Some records
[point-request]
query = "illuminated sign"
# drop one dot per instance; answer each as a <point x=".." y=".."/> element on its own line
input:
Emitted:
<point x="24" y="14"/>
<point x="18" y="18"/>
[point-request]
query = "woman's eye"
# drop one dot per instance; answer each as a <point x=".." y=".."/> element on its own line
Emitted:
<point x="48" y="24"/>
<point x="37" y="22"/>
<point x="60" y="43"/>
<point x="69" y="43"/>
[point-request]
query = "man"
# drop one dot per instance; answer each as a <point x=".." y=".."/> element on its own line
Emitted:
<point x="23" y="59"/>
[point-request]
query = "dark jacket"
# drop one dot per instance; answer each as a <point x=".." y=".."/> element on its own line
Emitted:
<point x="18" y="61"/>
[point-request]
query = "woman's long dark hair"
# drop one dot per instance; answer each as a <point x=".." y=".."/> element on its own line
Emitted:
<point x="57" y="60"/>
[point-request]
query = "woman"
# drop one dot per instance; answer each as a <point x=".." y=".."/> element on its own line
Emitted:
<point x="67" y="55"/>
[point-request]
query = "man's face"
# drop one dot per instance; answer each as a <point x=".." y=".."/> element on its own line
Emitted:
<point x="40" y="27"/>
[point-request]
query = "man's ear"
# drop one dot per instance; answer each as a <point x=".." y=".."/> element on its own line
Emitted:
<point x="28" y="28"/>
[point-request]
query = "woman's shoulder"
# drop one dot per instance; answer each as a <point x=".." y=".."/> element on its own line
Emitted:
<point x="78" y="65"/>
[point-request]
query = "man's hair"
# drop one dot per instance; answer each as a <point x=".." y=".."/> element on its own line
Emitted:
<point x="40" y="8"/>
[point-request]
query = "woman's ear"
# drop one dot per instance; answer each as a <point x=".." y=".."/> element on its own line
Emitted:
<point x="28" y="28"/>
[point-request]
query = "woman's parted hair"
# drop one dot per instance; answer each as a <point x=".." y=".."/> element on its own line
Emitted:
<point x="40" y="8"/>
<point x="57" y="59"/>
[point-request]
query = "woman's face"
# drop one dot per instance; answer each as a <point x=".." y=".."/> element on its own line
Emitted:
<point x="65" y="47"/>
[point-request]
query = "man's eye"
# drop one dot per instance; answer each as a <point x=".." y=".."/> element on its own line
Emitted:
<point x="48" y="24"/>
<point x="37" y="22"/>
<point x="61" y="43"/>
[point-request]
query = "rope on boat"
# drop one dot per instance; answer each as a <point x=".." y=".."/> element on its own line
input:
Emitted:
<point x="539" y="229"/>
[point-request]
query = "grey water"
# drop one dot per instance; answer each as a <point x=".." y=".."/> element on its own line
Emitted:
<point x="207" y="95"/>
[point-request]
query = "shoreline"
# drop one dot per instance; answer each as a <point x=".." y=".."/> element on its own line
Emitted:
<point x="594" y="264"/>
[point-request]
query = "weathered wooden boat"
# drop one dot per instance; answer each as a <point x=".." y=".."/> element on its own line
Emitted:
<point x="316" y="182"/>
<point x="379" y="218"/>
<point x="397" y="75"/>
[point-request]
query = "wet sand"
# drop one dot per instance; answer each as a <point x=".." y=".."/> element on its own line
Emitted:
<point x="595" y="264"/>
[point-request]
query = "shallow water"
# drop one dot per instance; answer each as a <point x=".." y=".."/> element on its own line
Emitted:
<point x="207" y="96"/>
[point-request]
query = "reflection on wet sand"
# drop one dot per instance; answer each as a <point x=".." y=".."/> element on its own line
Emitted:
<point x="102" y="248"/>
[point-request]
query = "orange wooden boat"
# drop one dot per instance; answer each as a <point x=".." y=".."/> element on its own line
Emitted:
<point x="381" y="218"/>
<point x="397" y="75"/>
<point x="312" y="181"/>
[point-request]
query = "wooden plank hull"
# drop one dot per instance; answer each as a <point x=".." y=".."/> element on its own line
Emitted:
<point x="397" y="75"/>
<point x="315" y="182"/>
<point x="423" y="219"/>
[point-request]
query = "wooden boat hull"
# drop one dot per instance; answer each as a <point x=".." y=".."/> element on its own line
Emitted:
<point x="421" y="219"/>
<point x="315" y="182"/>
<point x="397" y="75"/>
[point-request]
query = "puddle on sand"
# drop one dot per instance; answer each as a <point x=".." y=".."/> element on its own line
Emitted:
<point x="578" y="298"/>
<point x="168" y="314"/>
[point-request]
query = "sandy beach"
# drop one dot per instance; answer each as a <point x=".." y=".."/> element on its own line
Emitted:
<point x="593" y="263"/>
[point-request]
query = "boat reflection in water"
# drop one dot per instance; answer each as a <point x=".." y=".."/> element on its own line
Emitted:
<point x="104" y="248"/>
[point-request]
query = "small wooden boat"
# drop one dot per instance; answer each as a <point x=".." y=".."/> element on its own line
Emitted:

AIM: Return each entry from above without altering a single character.

CORRECT RESPONSE:
[point-request]
query = "illuminated sign"
# drop one dot per instance; answer each as a <point x=".." y=".."/> element on its own line
input:
Emitted:
<point x="24" y="14"/>
<point x="18" y="18"/>
[point-request]
query = "woman's eye"
# drop one dot per instance; answer each as a <point x=".." y=".."/> element on its own line
Emitted:
<point x="48" y="24"/>
<point x="37" y="22"/>
<point x="60" y="43"/>
<point x="69" y="43"/>
[point-request]
query = "man"
# drop one dot per instance; answer each as a <point x=".." y=".."/> element on its own line
Emitted:
<point x="23" y="59"/>
[point-request]
query = "dark jacket"
# drop one dot per instance; answer each as a <point x=".." y=".."/> element on its own line
Emitted:
<point x="18" y="61"/>
[point-request]
query = "woman's long dark hair"
# drop one dot per instance; answer each as a <point x=".." y=".."/> element on its own line
Emitted:
<point x="57" y="60"/>
[point-request]
query = "woman"
# drop one dot per instance; answer each as a <point x=".." y=".."/> element on its own line
Emitted:
<point x="67" y="55"/>
[point-request]
query = "man's face"
# drop one dot per instance; answer each as a <point x=".." y=".."/> element on its own line
Emitted:
<point x="40" y="27"/>
[point-request]
query = "man's ear"
# drop one dot per instance; answer each as a <point x=".." y=".."/> element on its own line
Emitted:
<point x="28" y="28"/>
[point-request]
query = "woman's shoulder"
# drop one dot per instance; answer each as a <point x=".." y=".."/> element on its own line
Emitted:
<point x="78" y="65"/>
[point-request]
query = "man's hair"
# drop one dot per instance; answer each as a <point x=".." y=".."/> element on its own line
Emitted:
<point x="40" y="8"/>
[point-request]
query = "woman's ear"
# drop one dot per instance; answer each as a <point x=".." y=".."/> element on its own line
Emitted:
<point x="28" y="28"/>
[point-request]
query = "woman's parted hair"
# drop one dot per instance; answer each as a <point x=".." y=".."/> element on its own line
Emitted:
<point x="40" y="8"/>
<point x="57" y="59"/>
[point-request]
query = "woman's face"
# drop one dot per instance; answer each as a <point x=".." y=".."/> element on its own line
Emitted:
<point x="65" y="47"/>
[point-request]
query = "man's eye"
# drop one dot per instance; answer each as a <point x=".." y=".."/> element on its own line
Emitted:
<point x="48" y="24"/>
<point x="37" y="22"/>
<point x="61" y="43"/>
[point-request]
query = "rope on boat"
# drop one dot per instance; answer each as a <point x=".." y=".."/> element on its own line
input:
Emitted:
<point x="539" y="229"/>
[point-request]
query = "grey water"
# drop one dot per instance; answer each as a <point x=".." y=".."/> element on its own line
Emitted:
<point x="207" y="95"/>
[point-request]
query = "shoreline"
# drop one dot per instance; answer each as a <point x=".." y=".."/> element on its own line
Emitted:
<point x="594" y="264"/>
[point-request]
query = "weathered wooden boat"
# drop one dot per instance; answer each as a <point x=".." y=".."/> element on its own line
Emitted:
<point x="316" y="182"/>
<point x="379" y="218"/>
<point x="397" y="75"/>
[point-request]
query = "wet sand"
# drop one dot per instance; answer each as a <point x=".." y=".."/> element on its own line
Emitted:
<point x="595" y="264"/>
[point-request]
query = "shallow water"
# drop one dot per instance; answer each as a <point x=".." y=".."/> element on its own line
Emitted:
<point x="207" y="96"/>
[point-request]
query = "reflection on wet sand"
# drop one dot per instance; answer each as a <point x=".." y=".."/> element on its own line
Emitted:
<point x="102" y="248"/>
[point-request]
query = "orange wooden boat"
# drop one dot per instance; answer each as a <point x=".." y=".."/> element on its own line
Emitted:
<point x="381" y="218"/>
<point x="397" y="75"/>
<point x="312" y="181"/>
[point-request]
query = "wooden plank hull"
# drop one dot per instance; answer each as a <point x=".." y=".."/> element on its own line
Emitted:
<point x="397" y="75"/>
<point x="315" y="182"/>
<point x="423" y="219"/>
[point-request]
query = "wooden boat hull"
# drop one dot per instance; answer each as a <point x=".." y=".."/> element on its own line
Emitted:
<point x="421" y="219"/>
<point x="315" y="182"/>
<point x="397" y="75"/>
[point-request]
query = "puddle on sand"
# drop one dot per instance; answer each as a <point x=".." y=".."/> element on its own line
Emitted:
<point x="578" y="298"/>
<point x="168" y="314"/>
[point-request]
query = "sandy beach"
# drop one dot per instance; answer each as a <point x=".." y=".."/> element on its own line
Emitted:
<point x="593" y="263"/>
[point-request]
query = "boat reflection in water"
# drop one dot per instance; answer each as a <point x=".." y=".."/> element on its own line
Emitted:
<point x="104" y="248"/>
[point-request]
query = "small wooden boat"
# drop one dot per instance; answer each as a <point x=".." y=".."/> element on its own line
Emitted:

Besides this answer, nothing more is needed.